**STATED GOAL:**
Carry on the Two Rivers fishing thread below from the point where it stops.

**PROVIDED PASSAGE:**
# Two Rivers, WI



## Fowlersduckhunter (Oct 28, 2011)

Thought I'd share an update since moving here in mid FEB. been out on the lake a half dozen times, slowly learning the depths and contours here, very different scenario than the Straits and Detour I'm used to. Totally different presentations as well. So far I've got one brown, my first ever, and last night my fiance reeled in an 8lb king, the first one I've caught in over 10 years. Very nice fishery here and I'm looking forward to learning it more as the summer progresses. A trip to Lake Poygan is in the plans in a week or so once this warm weather sticks around. Hope everyone is having a good season so far! Tight lines!


----------



## Forest Meister (Mar 7, 2010)

Nice fish! Once you learn the area you should start slaying them. FM


----------



## Fowlersduckhunter (Oct 28, 2011)

Went out solo tonight for a couple hours. Had a big brown smoke my dipsey setup while I was setting my 2nd rod. Turned and headed south, nothing, marked a few. Pulled rods, ran south a bit, turned around and started trolling north. Hit a nice laker off my deep dipsey after about 10 minutes. Passed the pierheads one more time then pulled the plug for the night. Very nice night on the water.


----------



## Fowlersduckhunter (Oct 28, 2011)

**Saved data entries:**
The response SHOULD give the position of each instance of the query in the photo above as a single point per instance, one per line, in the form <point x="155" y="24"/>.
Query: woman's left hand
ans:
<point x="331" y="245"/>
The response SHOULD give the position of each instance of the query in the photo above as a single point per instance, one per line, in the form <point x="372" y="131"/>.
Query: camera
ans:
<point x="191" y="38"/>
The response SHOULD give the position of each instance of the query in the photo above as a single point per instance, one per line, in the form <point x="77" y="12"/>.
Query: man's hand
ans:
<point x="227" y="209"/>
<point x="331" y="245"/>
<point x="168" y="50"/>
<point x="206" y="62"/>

==

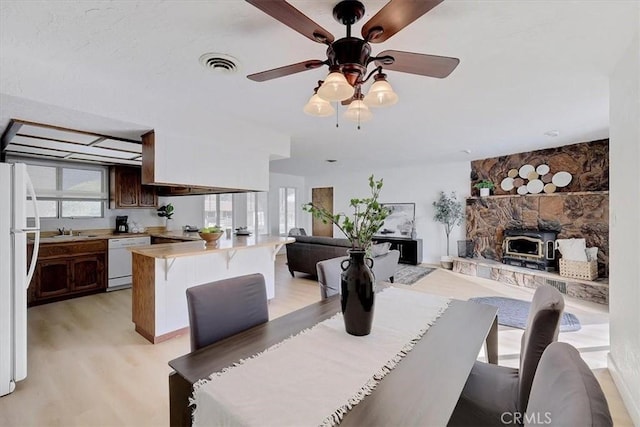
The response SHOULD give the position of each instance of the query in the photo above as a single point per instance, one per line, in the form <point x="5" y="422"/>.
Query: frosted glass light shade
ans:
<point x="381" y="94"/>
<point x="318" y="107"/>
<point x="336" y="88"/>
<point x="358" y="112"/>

**ANSWER FOR THE TASK:**
Fishing has been very very good here the last couple months. Kings have shown up in numbers and size and we've been getting a handful of nice steelhead as well. I have to say the best part of it all is I've been able to take several new people out and introduce them to the big lake fishing and put them on nice fish. It's great seeing someone's face light up when a big king takes a 200' run on a leadcore or on a rigger rod. Or listen to them laugh as they struggle to pull the dipsey rod from the holder as a king rips line from the reel.


----------



## Fowlersduckhunter (Oct 28, 2011)




----------



## waterfowl_warrior09 (Apr 29, 2014)

Killin em!!! Way to go man looks fun!


----------



## msfcarp (Jun 6, 2006)

Glad you guys are having fun over there. We will miss your reports from Munuscung though lol.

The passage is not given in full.